▸ **WHAT YOU NEED TO DO**
Write the next part of the forum thread about the California open show dropping its English classes, picking up after its last post.

▸ **SOURCE EXCERPT**
#####

# I am Heart Broken



## Dartanion (Dec 8, 2008)

So here in California we have a BIG Open show known as Gold N Grand and recently I was going to attend the August show. However! they will no longer be offering English classes because it is poorly attended. They give out buckles to 1st -5th place and a series buckle along with saddles bridles etc. I REALLY wanted to go and looking at the results YEAH the classes were small for enligsh.
http://www.murietaequestriancenter.com/results.pdf

However, I'm heartbroken they want to call of the english. I was thinking of getting a petition(sp) together and getting as many people as I can to sign it or else promise to register for the August show. I understand the economy sucks (classes are $100.00 each but that's for all three days and you win about 4 buckles?!) plus stalls are only $10.00/night!! It's a great show so do you think I would be wasting my time trying to get something together or should I go for it?? They had jumping, Eq, pleasure, HUS, just OMG amazing and... I really think I might cry :-(


----------



## Speed Racer (Oct 21, 2009)

Before you start a petition, contact the show committee and see if petitioning them would do any good. 

If they tell you no, the classes are cancelled, then there's nothing you can do for this year. However, if you can present them with a petition that has an overwhelming number of people on it, they might reconsider offering the classes next year.

In any case, your first step is contacting the show committee.


----------



## JustDressageIt (Oct 4, 2007)

Unfortunately, if there aren't entries, there aren't entries. How is their advertising? Maybe the word just isn't getting out to the english barns?

#####

Dataset excerpt:
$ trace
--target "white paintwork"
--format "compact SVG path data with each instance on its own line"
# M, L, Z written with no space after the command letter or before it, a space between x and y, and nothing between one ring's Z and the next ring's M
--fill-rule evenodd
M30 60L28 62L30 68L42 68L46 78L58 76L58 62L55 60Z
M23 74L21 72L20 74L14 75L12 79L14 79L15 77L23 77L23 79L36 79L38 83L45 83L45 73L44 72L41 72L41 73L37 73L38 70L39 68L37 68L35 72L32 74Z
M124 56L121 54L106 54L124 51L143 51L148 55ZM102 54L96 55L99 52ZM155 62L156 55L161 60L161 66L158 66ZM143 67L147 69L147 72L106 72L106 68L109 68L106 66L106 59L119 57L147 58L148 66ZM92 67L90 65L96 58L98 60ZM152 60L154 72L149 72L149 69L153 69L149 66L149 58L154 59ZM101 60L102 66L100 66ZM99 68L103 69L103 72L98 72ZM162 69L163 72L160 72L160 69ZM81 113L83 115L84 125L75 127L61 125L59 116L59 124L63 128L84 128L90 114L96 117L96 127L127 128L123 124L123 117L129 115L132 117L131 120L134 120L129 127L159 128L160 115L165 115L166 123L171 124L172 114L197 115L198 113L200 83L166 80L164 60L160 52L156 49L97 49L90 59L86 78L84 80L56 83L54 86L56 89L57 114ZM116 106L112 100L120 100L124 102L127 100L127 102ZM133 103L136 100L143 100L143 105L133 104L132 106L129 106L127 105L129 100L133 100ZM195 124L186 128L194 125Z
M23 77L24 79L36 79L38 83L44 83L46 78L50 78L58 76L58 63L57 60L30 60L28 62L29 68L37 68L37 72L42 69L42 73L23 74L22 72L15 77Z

#####

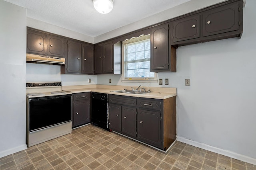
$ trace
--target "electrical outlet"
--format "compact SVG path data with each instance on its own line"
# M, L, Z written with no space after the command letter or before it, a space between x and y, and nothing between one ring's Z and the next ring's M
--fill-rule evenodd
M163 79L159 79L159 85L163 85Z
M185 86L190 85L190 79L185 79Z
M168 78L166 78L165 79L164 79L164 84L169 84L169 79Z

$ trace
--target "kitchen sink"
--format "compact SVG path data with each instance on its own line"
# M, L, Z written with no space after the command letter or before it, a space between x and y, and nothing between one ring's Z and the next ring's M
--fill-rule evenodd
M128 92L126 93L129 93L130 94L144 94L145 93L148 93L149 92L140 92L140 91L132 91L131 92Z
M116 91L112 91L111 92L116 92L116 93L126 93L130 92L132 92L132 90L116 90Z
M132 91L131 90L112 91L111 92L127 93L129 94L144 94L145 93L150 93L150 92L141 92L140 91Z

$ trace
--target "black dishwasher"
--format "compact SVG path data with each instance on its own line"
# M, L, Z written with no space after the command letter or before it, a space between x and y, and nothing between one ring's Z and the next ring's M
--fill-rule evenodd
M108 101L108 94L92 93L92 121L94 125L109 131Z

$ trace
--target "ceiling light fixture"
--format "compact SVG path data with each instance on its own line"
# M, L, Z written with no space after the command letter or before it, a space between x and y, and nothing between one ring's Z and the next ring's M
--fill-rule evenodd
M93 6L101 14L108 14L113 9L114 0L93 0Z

#####

▸ **EXERCISE ANSWER**
----------



## Dartanion (Dec 8, 2008)

JustDressageIt said:


> Unfortunately, if there aren't entries, there aren't entries. How is their advertising? Maybe the word just isn't getting out to the english barns?


I honestly don't know if they advertis at all? I only was told about the show from a friend of mine. It is held about 2ish hours from me so that could be why but yeah I don't remember seeing much about the show other than if you visit the site.


----------



## kchfuller (Feb 1, 2008)

Dude.. Void and I wanted to go this year too and are so bummed that they canceled it! I never knew about it till about a year ago ... Let me know what the show people say!


----------



## JustDressageIt (Oct 4, 2007)

Dartanion said:


> I honestly don't know if they advertis at all? I only was told about the show from a friend of mine. It is held about 2ish hours from me so that could be why but yeah I don't remember seeing much about the show other than if you visit the site.


Maybe you could approach the committee about advertising in your area more, and perhaps volunteer to do it? If they don't advertise beyond the basic word of mouth or basic basic ads, then that would likely be a place to start


----------



## upnover (Jan 17, 2008)

$100 a class? And only $10 for stalls?!?!? Wow. My classes are usually $35-45 a piece. And stalls are $200 for the week! 

Other people have better ideas then I do. But I do 2nd calling the show management and seeing if there's anything you can do about it. Usually if the prize list is out, it's out and there's no changing the show.


----------



## Dartanion (Dec 8, 2008)

upnover said:


> $100 a class? And only $10 for stalls?!?!? Wow. My classes are usually $35-45 a piece. And stalls are $200 for the week!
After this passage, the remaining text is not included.